_WHAT YOU HAVE TO DO_
The entries should be given again in full. Alter nothing.

[[ RECORDS SUPPLIED, beginning ]]

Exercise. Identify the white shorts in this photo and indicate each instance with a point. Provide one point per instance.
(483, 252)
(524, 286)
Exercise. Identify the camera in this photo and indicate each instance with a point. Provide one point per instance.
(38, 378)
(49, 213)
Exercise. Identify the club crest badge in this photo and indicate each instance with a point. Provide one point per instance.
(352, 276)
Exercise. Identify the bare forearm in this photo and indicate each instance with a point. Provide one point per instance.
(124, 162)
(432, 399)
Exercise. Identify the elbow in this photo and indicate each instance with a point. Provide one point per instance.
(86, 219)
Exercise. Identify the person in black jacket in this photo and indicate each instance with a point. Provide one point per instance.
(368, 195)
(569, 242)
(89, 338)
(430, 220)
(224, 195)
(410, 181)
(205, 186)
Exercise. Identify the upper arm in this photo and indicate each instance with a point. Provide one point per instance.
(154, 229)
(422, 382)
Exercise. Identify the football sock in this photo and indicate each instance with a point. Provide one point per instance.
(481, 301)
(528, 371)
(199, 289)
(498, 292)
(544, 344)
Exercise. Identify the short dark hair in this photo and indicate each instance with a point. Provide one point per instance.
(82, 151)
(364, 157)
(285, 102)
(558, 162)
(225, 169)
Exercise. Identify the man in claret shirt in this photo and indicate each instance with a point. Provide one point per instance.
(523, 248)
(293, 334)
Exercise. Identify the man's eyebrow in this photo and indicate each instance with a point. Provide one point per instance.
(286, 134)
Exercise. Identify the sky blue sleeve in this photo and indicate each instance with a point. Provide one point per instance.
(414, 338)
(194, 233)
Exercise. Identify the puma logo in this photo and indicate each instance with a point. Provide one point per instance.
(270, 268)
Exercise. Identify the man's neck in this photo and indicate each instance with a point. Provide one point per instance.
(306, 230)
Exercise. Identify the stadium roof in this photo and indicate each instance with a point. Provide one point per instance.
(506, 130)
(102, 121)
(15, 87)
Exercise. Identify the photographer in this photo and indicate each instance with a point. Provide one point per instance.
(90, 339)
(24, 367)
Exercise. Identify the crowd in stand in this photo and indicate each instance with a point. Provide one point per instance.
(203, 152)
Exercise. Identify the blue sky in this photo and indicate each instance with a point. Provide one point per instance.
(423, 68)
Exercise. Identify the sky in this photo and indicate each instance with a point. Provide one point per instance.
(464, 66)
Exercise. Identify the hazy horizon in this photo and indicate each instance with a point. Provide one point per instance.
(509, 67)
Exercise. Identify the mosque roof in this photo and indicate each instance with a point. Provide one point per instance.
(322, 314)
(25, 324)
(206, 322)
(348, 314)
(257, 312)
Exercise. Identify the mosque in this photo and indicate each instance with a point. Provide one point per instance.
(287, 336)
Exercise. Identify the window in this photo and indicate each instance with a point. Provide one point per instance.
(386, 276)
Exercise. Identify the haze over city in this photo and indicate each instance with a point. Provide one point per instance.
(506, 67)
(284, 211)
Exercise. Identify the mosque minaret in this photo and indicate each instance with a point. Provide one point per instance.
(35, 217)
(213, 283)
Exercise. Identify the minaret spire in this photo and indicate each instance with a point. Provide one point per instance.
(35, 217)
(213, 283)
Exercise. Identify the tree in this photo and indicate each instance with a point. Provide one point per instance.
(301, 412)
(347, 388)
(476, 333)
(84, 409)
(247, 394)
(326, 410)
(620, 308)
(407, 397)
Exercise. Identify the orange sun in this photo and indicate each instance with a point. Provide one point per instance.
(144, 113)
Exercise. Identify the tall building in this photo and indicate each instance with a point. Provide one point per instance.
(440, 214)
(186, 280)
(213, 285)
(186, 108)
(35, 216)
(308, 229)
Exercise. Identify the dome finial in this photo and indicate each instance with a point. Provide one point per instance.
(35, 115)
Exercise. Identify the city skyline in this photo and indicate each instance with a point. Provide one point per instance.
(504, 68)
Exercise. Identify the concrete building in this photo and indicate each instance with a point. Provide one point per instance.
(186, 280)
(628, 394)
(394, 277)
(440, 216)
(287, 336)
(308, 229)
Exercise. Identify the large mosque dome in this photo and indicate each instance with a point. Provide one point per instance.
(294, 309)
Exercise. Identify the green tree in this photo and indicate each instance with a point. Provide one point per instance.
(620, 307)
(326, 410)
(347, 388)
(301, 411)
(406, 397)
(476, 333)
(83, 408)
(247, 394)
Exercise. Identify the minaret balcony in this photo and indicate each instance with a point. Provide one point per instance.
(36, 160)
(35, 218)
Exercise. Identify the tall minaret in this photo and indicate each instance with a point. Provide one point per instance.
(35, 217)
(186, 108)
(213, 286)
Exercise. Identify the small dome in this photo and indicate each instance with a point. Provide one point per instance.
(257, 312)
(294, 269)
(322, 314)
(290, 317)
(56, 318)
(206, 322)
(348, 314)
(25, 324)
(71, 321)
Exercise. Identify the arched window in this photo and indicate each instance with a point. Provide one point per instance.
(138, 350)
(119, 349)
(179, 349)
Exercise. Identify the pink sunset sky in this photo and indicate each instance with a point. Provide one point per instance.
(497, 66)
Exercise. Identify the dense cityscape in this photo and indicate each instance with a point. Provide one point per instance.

[[ RECORDS SUPPLIED, end ]]

_ANSWER SECTION_
Exercise. Identify the white shorts in this photo and indicate each instance with a point. Provide one point per instance.
(483, 252)
(524, 286)
Exercise. Identify the camera in this photo and indicate each instance with a point. Provide one point per instance.
(38, 378)
(49, 213)
Exercise. Identify the club crest badge in this photo and indicate each instance with a point. Provide one point per instance.
(352, 276)
Exercise. Identify the bare forearm in this photo and indicate each instance with a point. Provide one point per instance.
(124, 162)
(432, 399)
Exercise. Identify the elbow in this photo and indicate each instance with a point. Provide one point per instance.
(86, 219)
Exercise. Identify the person in black jacket in this photo and indicate each instance with a point. Provide one point per instance.
(368, 195)
(569, 242)
(89, 338)
(430, 220)
(224, 195)
(410, 181)
(205, 186)
Exercise. Identify the upper arm in this photo and indicate each instance with a point. Provide one point per instance.
(154, 229)
(422, 382)
Exercise. Identify the football sock in this photo and indicate each instance with a point. Provide one point per instance.
(481, 301)
(528, 371)
(199, 289)
(498, 292)
(544, 344)
Exercise. Identify the short dark hair in this photo and indicate each instance with a point. Provide one point per instance.
(82, 151)
(364, 157)
(285, 102)
(558, 162)
(225, 169)
Exercise. Identify the man in claret shirt in this photo and indicate each instance with a point. Provide one point per instance.
(523, 248)
(293, 334)
Exercise. Identify the man's eyebrow in this photo and indicate each instance with a point. Provide one point per instance.
(286, 134)
Exercise. Identify the sky blue sleeve in this photo and indicate each instance with a point. Provide one point per instance.
(414, 338)
(194, 233)
Exercise. Identify the puma logo in this photo and indicate each instance with a point. Provide one point per instance.
(270, 268)
Exercise. Identify the man's neck in this photo and indicate each instance with a point. Provide one point per instance.
(306, 230)
Exercise. Identify the stadium roof in this photo and indicate each instance with a point. Provide one point per instance.
(506, 130)
(102, 121)
(15, 87)
Exercise. Identify the photographer in this photo and indicate each instance with a point. Provide one point per instance.
(90, 339)
(24, 367)
Exercise. Identify the crowd in stand in this photo and indicate each instance with a point. Provide one point per instance.
(203, 152)
Exercise. Identify the blue sky in this photo and indicate each instance with a point. Provide one point per instance.
(423, 68)
Exercise. Identify the sky in this photo and indicate each instance with a point. Provide one point per instance.
(464, 66)
Exercise. Identify the hazy horizon in this photo and indicate each instance with a point. Provide one point per instance.
(509, 67)
Exercise. Identify the mosque roof in this photo and indicate each instance with a point. Provide one point per instance.
(322, 314)
(25, 324)
(206, 322)
(348, 314)
(257, 312)
Exercise. Identify the mosque in this photo and indicate each instance with a point. Provide one point per instance.
(287, 336)
Exercise. Identify the window in this photo and indicate each instance with a point. Provide one point per instance.
(386, 276)
Exercise. Identify the haze over city in this photo and indicate each instance with a point. Provide one point per instance.
(506, 67)
(284, 211)
Exercise. Identify the mosque minaret in this photo and indicate each instance with a point. Provide one point per instance.
(35, 217)
(213, 283)
Exercise. Identify the minaret spire in this photo and indicate each instance with a point. Provide one point per instance.
(35, 217)
(213, 283)
Exercise. Identify the tree in this photo and indicate each instance with a point. Provide one point per instance.
(301, 412)
(347, 388)
(476, 333)
(84, 409)
(247, 394)
(326, 410)
(620, 308)
(407, 397)
Exercise. Identify the orange sun in this photo and indicate each instance with a point. Provide one point per instance.
(144, 113)
Exercise. Identify the tall building in this photo and indicate each instance with a point. Provide one point per instance.
(440, 214)
(186, 280)
(213, 285)
(186, 108)
(35, 216)
(308, 229)
Exercise. Identify the dome finial in this photo and indicate each instance with a point. Provide one point per instance.
(35, 115)
Exercise. Identify the city skyline in this photo and indicate each instance with a point. Provide one point per instance.
(504, 68)
Exercise. Identify the concrete building in this photo and indicate each instance with a point. Provide one point per instance.
(186, 280)
(628, 394)
(394, 277)
(440, 216)
(287, 336)
(308, 229)
Exercise. Identify the large mosque dome in this photo and indicate each instance with a point. Provide one point per instance.
(294, 309)
Exercise. Identify the green tree in this photo and indicate each instance with a point. Provide one point per instance.
(620, 307)
(326, 410)
(347, 388)
(301, 411)
(406, 397)
(476, 333)
(83, 408)
(247, 394)
Exercise. Identify the minaret balcony in this photo and indicate each instance with a point. Provide one point per instance.
(36, 160)
(35, 218)
Exercise. Identify the tall minaret in this photo and indicate each instance with a point. Provide one point per instance.
(35, 217)
(186, 108)
(213, 286)
Exercise. Identify the small dome in this photo and indicate each instance with a point. Provide one point per instance.
(257, 312)
(294, 269)
(322, 314)
(290, 317)
(56, 318)
(206, 322)
(348, 314)
(25, 324)
(71, 321)
Exercise. Identify the arched window in this photo and indicate each instance with a point. Provide one point per instance.
(138, 350)
(119, 349)
(179, 349)
Exercise. Identify the pink sunset sky in this photo and indicate each instance with a point. Provide one point per instance.
(497, 66)
Exercise. Identify the dense cityscape in this photo and indicate each instance with a point. Provide one point per instance.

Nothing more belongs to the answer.